Extract provided —
━━━

WS-ReliableMessaging (WS-RM) is a protocol that ensures the reliable delivery of messages in a distributed environment. It enables messages to be delivered reliably between distributed applications in the presence of software, system, or network failures.
For example, WS-RM can be used to ensure that the correct messages have been delivered across a network exactly once, and in the correct order.
WS-RM ensures the reliable delivery of messages between a source and a destination endpoint. The source is the initial sender of the message and the destination is the ultimate receiver, as shown in Figure 7.1.
The flow of WS-RM messages can be described as follows:
The RM source sends a CreateSequence protocol message to the RM destination. This contains a reference
for the endpoint that receives acknowledgements (the wsrm:AcksTo endpoint).
The RM destination sends a CreateSequenceResponse protocol message back to the RM source. This message
contains the sequence ID for the RM sequence session.
The RM source adds an RM Sequence header to each message sent by the application source. This header
contains the sequence ID and a unique message ID.
The RM source transmits each message to the RM destination.
The RM destination acknowledges the receipt of the message from the RM source by sending messages that contain the RM
SequenceAcknowledgement header.
The RM destination delivers the message to the application destination in an exactly-once-in-order fashion.
The RM source retransmits a message that it has not yet received an acknowledgement.
The first retransmission attempt is made after a base retransmission interval. Successive retransmission attempts are made, by default, at exponential back-off intervals or, alternatively, at fixed intervals. For more details, see Configuring WS-RM.
This entire process occurs symmetrically for both the request and the response message; that is, in the case of the response message, the server acts as the RM source and the client acts as the RM destination.
WS-RM guarantees reliable message delivery in a distributed environment, regardless of the transport protocol used. Either the source or the destination endpoint logs an error if reliable delivery can not be assured.
Fuse Services Framework supports the 2005/02 version of the WS-RM specification, which is based on the WS-Addressing 2004/08 specification.
For detailed information on WS-RM, see the specification at http://specs.xmlsoap.org/ws/2005/02/rm/ws-reliablemessaging.pdf.
In Fuse Services Framework, WS-RM functionality is implemented as interceptors. The Fuse Services Framework runtime uses interceptors to intercept and work with the raw messages that are being sent and received. When a transport receives a message, it creates a message object and sends that message through an interceptor chain. If the application's interceptor chain includes the WS-RM interceptors, the application can participate in reliable messaging sessions. The WS-RM interceptors handle the collection and aggregation of the message chunks. They also handle all of the acknowledgement and retransmission logic.
The Fuse Services Framework WS-RM implementation consists of four interceptors, which are described in Table 7.1.

━━━

Job 1 — In the WS-ReliableMessaging text, which version of the WS-RM specification does Fuse Services Framework support?
Job 2 — List each action the RM source performs in the message flow described in the WS-ReliableMessaging text.
Job 3 — Please carry on the WS-ReliableMessaging text from the point where it ends.
Nothing in the records is relevant here.

Raw records:
━━━

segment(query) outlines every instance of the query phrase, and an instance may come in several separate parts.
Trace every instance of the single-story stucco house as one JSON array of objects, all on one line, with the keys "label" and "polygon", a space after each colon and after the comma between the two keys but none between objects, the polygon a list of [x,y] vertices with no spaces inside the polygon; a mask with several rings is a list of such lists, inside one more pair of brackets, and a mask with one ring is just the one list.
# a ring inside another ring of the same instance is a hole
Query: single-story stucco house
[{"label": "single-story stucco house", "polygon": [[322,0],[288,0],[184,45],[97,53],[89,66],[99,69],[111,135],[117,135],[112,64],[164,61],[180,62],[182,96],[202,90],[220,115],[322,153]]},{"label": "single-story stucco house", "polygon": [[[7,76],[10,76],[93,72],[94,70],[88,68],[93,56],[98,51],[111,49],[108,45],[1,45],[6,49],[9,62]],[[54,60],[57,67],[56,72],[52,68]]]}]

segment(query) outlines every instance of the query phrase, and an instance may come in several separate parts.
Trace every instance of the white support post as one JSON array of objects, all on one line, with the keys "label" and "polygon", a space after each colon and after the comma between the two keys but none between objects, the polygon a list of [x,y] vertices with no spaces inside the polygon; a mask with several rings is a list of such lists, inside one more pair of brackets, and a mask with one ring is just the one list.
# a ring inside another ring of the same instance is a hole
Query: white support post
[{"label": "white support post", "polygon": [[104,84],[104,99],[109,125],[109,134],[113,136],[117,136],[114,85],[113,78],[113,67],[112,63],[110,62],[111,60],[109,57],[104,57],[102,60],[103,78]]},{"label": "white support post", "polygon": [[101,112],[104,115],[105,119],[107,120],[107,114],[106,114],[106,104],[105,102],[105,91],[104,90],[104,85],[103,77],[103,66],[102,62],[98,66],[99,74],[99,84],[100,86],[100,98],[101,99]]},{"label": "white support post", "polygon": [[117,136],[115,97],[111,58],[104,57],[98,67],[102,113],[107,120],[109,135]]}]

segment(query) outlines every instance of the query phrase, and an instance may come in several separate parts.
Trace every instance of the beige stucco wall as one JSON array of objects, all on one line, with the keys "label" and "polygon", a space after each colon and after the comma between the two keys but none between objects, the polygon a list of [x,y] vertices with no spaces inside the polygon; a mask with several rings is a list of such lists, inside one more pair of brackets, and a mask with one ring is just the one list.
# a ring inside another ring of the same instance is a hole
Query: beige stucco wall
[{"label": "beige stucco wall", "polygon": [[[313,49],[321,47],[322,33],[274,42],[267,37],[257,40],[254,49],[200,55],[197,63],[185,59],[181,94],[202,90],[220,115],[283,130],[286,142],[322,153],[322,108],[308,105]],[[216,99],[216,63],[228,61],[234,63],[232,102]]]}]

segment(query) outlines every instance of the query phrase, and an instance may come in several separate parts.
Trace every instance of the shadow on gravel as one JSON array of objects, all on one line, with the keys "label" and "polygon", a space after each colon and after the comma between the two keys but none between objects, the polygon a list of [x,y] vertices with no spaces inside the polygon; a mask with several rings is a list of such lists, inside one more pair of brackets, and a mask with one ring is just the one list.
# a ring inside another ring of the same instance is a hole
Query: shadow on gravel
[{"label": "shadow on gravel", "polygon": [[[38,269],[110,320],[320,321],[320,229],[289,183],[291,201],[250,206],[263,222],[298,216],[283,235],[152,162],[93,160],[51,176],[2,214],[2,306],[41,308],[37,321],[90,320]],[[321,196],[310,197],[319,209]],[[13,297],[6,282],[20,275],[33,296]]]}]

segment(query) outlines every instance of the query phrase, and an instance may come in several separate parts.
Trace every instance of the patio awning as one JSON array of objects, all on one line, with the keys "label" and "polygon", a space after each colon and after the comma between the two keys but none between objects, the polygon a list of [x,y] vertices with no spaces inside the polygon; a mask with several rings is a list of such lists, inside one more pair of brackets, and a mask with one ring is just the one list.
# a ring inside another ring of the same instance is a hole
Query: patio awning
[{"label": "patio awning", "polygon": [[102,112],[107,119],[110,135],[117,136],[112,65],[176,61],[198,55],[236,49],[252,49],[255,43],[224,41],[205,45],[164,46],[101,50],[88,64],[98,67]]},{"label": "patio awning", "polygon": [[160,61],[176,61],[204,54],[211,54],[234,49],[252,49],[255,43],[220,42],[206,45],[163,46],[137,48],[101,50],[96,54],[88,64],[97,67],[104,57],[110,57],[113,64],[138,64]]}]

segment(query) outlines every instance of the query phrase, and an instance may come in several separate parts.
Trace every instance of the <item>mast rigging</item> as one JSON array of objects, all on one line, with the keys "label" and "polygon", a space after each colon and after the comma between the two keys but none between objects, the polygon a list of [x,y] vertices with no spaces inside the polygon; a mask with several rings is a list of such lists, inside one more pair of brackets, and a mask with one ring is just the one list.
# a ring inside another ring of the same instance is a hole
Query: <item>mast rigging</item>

━━━

Reply 1 — The 2005/02 version, which is based on the WS-Addressing 2004/08 specification.

Reply 2 —
- Sends a CreateSequence protocol message to the RM destination
- Adds an RM Sequence header to each message sent by the application source
- Transmits each message to the RM destination
- Retransmits any message for which it has not yet received an acknowledgement

Reply 3 —
Table 7.1. Fuse Services Framework WS-ReliableMessaging Interceptors
| Interceptor | Description |
|---|---|
org.apache.cxf.ws.rm.RMOutInterceptor |
Deals with the logical aspects of providing reliability guarantees for outgoing messages. Responsible for sending the Also responsible for aggregating the sequence properties—ID and message number—for an application message. |
org.apache.cxf.ws.rm.RMInInterceptor | Responsible for intercepting and processing RM protocol messages and SequenceAcknowledgement
messages that are piggybacked on application messages. |
org.apache.cxf.ws.rm.soap.RMSoapInterceptor | Responsible for encoding and decoding the reliability properties as SOAP headers. |
org.apache.cxf.ws.rm.RetransmissionInterceptor | Responsible for creating copies of application messages for future resending. |
The presence of the WS-RM interceptors on the interceptor chains ensures that WS-RM protocol messages are exchanged
when necessary. For example, when intercepting the first application message on the outbound interceptor chain, the
RMOutInterceptor sends a CreateSequence request and waits to process the original
application message until it receives the CreateSequenceResponse response. In addition, the WS-RM interceptors add
the sequence headers to the application messages and, on the destination side, extract them from the messages. It is not necessary to
make any changes to your application code to make the exchange of messages reliable.
For more information on how to enable WS-RM, see Enabling WS-RM.
You control sequence demarcation and other aspects of the reliable exchange through configuration. For example, by
default Fuse Services Framework attempts to maximize the lifetime of a sequence, thus reducing the overhead incurred by the out-of-band
WS-RM protocol messages. To enforce the use of a separate sequence per application message configure the WS-RM source’s
sequence termination policy (setting the maximum sequence length to 1).
For more information on configuring WS-RM behavior, see Configuring WS-RM.
To enable reliable messaging, the WS-RM interceptors must be added to the interceptor chains for both inbound and outbound messages and faults. Because the WS-RM interceptors use WS-Addressing, the WS-Addressing interceptors must also be present on the interceptor chains.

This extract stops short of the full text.